The problem:
Rename "sponsor logo" to "brand mark" in the lines below, beginning at the line that contains "# trace the outline of every instance of the sponsor" and stopping after the line that contains "51), (154, 50)]". Give back only those lines, leaving everything else in them unchanged.

Image boundary annotation data:
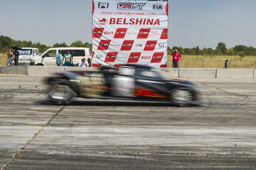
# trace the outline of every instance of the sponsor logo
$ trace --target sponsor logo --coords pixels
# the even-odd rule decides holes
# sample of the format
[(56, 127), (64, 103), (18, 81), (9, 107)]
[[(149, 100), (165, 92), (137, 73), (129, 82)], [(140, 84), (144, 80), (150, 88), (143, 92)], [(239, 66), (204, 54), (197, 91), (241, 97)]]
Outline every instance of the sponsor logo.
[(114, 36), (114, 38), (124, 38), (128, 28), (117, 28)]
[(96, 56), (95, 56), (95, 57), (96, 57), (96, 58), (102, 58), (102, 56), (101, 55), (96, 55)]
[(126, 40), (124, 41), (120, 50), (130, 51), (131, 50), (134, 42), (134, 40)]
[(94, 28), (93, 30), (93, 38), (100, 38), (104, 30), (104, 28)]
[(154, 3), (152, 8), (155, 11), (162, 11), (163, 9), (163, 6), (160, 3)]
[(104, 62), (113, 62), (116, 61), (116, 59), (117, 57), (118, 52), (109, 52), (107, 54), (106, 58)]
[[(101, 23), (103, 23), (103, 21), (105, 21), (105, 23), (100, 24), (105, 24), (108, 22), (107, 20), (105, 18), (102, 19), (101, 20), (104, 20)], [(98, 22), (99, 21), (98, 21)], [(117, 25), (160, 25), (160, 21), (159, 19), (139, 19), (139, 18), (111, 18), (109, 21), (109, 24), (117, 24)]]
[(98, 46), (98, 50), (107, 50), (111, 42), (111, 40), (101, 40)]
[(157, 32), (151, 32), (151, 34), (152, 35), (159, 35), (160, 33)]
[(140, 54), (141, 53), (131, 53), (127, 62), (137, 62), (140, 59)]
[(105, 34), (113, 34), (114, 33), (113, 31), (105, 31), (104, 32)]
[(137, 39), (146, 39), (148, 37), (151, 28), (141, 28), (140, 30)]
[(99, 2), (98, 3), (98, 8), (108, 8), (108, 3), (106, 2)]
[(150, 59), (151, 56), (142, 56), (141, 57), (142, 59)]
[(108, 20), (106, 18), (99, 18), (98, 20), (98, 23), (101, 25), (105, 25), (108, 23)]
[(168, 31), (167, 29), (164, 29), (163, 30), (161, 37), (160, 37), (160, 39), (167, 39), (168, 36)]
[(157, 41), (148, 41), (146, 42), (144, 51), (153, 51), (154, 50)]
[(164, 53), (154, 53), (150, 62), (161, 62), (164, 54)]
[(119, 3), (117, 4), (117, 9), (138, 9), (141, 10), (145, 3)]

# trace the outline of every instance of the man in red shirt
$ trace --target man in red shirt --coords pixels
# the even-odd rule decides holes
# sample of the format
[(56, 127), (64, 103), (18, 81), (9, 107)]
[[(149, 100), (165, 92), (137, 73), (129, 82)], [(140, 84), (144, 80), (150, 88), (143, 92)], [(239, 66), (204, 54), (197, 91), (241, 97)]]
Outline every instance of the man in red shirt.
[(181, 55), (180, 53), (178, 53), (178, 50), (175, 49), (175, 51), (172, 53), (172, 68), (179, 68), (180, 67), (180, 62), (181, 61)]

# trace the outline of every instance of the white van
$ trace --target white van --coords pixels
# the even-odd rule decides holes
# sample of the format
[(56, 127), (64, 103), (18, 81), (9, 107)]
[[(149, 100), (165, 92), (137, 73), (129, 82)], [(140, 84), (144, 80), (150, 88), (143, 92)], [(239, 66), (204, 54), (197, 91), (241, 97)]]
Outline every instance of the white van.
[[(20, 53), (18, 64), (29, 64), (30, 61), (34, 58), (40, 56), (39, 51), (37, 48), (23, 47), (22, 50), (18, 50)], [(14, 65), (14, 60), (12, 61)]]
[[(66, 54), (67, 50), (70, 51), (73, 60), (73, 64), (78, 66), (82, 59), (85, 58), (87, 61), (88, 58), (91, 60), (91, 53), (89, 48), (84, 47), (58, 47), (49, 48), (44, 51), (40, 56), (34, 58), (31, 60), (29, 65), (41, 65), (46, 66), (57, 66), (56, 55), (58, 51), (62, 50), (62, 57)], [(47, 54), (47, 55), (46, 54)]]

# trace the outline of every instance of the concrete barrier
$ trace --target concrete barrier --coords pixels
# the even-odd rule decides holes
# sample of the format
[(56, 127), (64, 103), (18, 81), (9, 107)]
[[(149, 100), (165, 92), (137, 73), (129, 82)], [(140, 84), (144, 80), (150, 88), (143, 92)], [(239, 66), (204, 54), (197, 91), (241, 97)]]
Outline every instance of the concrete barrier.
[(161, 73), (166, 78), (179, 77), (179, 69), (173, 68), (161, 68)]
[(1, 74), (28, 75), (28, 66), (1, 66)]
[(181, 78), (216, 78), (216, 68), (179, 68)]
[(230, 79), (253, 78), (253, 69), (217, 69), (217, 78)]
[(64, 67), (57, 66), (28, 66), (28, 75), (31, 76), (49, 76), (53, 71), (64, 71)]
==
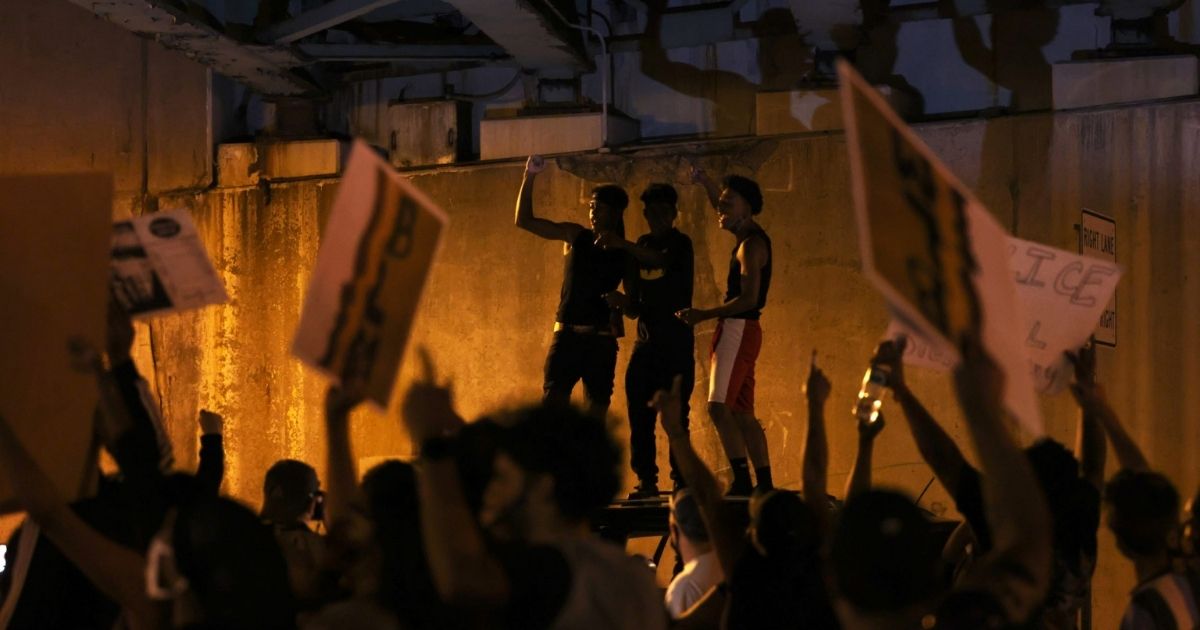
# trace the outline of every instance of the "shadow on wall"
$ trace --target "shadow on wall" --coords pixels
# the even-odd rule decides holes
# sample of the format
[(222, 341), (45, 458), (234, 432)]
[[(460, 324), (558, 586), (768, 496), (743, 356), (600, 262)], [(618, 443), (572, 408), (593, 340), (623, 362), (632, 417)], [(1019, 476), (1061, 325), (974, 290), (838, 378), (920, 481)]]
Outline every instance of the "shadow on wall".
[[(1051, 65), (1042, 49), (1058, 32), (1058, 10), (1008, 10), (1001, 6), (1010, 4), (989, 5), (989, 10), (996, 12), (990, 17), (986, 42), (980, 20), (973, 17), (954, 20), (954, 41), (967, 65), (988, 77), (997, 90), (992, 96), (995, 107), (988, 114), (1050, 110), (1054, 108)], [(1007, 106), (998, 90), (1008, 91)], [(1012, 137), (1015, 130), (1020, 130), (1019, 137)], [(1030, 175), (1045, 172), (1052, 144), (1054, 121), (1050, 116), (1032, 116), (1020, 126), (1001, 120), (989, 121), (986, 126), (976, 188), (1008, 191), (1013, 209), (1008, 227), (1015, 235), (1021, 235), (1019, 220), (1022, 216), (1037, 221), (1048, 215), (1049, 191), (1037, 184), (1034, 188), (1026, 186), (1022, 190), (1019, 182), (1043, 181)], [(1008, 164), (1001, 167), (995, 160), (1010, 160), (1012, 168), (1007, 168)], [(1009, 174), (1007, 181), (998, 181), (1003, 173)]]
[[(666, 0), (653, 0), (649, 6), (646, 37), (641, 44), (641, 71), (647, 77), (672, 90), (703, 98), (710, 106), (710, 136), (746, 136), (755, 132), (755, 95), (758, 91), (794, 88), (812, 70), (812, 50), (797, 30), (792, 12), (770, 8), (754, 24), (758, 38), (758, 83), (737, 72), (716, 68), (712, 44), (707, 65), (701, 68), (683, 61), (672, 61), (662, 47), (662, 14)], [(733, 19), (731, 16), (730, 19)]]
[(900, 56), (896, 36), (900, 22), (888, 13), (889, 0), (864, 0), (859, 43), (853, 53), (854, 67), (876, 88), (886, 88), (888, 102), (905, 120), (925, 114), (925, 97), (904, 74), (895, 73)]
--
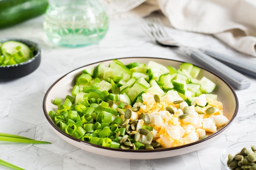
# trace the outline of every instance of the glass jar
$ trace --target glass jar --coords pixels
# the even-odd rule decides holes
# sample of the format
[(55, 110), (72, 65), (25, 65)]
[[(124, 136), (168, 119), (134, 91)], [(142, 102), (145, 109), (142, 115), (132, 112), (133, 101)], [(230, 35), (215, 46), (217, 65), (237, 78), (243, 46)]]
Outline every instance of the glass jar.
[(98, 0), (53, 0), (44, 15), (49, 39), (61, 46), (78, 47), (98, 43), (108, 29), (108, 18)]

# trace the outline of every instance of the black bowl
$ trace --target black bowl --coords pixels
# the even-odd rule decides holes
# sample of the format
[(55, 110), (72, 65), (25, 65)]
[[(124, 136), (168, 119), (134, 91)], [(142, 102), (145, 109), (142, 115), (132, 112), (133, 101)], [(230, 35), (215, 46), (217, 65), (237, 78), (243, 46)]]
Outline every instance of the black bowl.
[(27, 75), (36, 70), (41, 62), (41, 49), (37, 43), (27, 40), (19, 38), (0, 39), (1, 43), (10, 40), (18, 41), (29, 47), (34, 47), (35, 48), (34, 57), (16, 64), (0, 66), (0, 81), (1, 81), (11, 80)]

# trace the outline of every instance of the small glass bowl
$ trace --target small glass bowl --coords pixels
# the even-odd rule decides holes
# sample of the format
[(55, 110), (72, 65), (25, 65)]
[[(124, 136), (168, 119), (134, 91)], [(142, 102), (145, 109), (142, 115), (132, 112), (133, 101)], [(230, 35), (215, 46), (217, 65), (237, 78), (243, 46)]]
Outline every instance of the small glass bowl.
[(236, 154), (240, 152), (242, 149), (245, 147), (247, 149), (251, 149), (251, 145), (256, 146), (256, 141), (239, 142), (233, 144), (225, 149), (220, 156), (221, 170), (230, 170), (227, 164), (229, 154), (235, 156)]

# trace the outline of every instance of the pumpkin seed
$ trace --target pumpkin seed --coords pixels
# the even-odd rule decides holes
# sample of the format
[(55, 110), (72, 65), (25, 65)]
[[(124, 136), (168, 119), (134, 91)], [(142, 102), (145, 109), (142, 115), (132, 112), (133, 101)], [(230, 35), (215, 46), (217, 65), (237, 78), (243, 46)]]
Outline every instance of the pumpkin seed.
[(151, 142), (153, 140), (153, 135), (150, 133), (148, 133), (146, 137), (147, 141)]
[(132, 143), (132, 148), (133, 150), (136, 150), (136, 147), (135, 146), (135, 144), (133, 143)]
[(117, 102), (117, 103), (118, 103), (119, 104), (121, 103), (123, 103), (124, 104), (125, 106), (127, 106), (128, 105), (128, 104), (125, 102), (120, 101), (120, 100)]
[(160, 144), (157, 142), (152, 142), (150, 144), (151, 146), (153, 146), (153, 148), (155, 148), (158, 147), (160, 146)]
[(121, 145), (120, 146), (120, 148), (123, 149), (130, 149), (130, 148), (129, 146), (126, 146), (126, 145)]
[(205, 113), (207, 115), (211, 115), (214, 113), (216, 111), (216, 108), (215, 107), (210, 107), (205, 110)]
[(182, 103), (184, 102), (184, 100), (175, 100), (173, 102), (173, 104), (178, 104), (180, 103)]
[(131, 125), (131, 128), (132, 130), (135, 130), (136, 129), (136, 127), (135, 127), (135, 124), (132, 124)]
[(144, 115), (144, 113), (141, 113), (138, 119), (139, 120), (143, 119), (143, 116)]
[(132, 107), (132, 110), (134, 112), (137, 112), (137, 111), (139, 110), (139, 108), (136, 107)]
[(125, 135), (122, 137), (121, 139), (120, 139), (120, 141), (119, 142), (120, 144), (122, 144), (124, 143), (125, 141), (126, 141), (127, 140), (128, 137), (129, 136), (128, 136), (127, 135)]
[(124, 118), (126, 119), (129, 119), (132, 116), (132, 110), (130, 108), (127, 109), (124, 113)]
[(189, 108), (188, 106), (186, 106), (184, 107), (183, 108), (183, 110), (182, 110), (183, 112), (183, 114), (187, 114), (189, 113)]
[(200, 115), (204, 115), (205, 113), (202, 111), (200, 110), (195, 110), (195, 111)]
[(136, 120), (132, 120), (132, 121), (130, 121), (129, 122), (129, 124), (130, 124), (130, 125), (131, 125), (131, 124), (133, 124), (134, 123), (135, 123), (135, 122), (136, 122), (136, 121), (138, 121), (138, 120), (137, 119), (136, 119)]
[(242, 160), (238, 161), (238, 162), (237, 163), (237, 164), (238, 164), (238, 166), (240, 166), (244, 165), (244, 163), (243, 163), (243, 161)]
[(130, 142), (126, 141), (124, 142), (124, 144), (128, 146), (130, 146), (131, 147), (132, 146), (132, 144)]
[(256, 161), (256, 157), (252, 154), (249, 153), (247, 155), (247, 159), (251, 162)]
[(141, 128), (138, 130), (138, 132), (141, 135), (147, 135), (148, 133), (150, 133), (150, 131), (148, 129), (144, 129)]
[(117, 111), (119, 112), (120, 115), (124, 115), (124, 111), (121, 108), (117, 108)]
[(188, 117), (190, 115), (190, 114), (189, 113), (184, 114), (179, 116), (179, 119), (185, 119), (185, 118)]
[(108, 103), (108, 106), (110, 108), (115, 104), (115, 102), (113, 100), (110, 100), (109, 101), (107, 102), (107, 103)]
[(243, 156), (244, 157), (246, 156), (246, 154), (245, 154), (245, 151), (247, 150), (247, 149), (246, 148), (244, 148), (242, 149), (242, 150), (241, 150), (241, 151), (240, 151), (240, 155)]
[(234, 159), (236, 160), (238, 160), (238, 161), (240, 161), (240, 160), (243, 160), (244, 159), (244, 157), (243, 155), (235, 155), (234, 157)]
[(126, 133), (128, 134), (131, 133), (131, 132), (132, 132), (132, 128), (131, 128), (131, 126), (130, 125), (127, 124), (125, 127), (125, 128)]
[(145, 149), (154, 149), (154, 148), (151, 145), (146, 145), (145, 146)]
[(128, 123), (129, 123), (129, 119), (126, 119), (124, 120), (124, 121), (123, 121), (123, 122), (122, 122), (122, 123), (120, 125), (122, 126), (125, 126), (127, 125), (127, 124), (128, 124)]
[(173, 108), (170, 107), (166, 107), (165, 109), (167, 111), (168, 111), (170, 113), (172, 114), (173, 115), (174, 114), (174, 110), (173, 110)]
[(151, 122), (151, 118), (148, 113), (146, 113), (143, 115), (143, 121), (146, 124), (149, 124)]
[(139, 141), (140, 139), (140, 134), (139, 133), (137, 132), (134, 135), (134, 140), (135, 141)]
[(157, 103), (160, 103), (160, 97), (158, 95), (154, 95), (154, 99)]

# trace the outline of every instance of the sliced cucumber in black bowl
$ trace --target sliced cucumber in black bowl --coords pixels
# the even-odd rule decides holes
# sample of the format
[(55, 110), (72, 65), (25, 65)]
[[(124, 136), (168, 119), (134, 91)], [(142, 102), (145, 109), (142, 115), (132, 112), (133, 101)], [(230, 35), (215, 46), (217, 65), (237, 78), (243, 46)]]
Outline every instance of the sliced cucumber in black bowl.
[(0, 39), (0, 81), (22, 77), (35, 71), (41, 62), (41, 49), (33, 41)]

Task solution:
# trace the outline of every instance of the brand mark
$ trace --target brand mark --coords pixels
# the even-odd rule decides holes
# sample of the format
[(56, 127), (64, 103), (18, 81), (9, 107)]
[[(149, 100), (165, 92), (137, 73), (129, 82)], [(140, 84), (144, 80), (150, 88), (143, 92)], [(239, 66), (204, 54), (197, 91), (241, 97)]]
Outline every instance of the brand mark.
[(114, 36), (114, 38), (124, 38), (128, 28), (117, 28)]
[(96, 56), (95, 56), (95, 57), (96, 57), (96, 58), (102, 58), (102, 56), (101, 55), (96, 55)]
[(126, 40), (124, 41), (120, 50), (130, 51), (131, 50), (134, 42), (134, 40)]
[(94, 28), (93, 30), (93, 38), (100, 38), (104, 30), (104, 28)]
[(154, 3), (152, 8), (155, 11), (162, 11), (163, 9), (163, 6), (160, 3)]
[(104, 62), (113, 62), (116, 61), (116, 59), (117, 57), (118, 52), (109, 52), (107, 54), (106, 58)]
[[(101, 23), (103, 23), (103, 21), (105, 21), (105, 23), (100, 24), (105, 24), (108, 22), (107, 20), (105, 18), (102, 19), (101, 20), (104, 20)], [(98, 22), (99, 21), (98, 21)], [(117, 25), (160, 25), (160, 21), (159, 19), (139, 19), (139, 18), (111, 18), (109, 21), (109, 24), (117, 24)]]
[(98, 46), (98, 50), (107, 50), (111, 42), (111, 40), (101, 40)]
[(157, 32), (151, 32), (151, 34), (152, 35), (159, 35), (160, 33)]
[(140, 54), (141, 53), (131, 53), (127, 62), (137, 62), (140, 59)]
[(105, 34), (113, 34), (114, 33), (113, 31), (105, 31), (104, 32)]
[(137, 39), (146, 39), (148, 37), (151, 28), (141, 28), (140, 30)]
[(99, 2), (98, 3), (98, 8), (108, 8), (108, 3), (106, 2)]
[(150, 59), (151, 56), (142, 56), (141, 57), (142, 59)]
[(108, 20), (106, 18), (99, 18), (98, 20), (98, 23), (101, 25), (105, 25), (108, 23)]
[(168, 31), (167, 29), (164, 29), (163, 30), (161, 37), (160, 37), (160, 39), (167, 39), (168, 36)]
[(157, 41), (148, 41), (146, 42), (144, 51), (153, 51), (154, 50)]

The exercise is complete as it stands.